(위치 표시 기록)
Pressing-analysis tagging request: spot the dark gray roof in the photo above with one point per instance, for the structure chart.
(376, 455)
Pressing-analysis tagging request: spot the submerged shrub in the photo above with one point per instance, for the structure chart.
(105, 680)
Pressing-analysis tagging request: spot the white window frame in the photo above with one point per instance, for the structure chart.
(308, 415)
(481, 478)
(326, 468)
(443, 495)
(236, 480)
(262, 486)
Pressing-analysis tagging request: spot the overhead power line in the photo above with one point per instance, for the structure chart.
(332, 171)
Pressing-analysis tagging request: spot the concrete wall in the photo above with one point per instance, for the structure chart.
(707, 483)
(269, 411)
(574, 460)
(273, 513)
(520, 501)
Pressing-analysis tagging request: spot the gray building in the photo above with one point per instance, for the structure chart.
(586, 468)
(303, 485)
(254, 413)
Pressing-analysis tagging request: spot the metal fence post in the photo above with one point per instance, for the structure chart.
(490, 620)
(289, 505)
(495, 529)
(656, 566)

## 과제 목표
"Pressing-analysis tagging request: spot the gray"이 들어 있는 줄부터 마지막 행까지 다시 쓰되, "metal fence post"를 "wooden fence post"로 수정하고 나머지는 그대로 두세요.

## 응답
Pressing-analysis tagging request: spot the gray building in the photo above with one point per instance, for the structure chart.
(586, 468)
(303, 485)
(254, 413)
Pressing-analysis tagging request: spot the wooden fence post in the photo above with one point per instance, for the structure chart.
(490, 620)
(289, 505)
(495, 529)
(656, 566)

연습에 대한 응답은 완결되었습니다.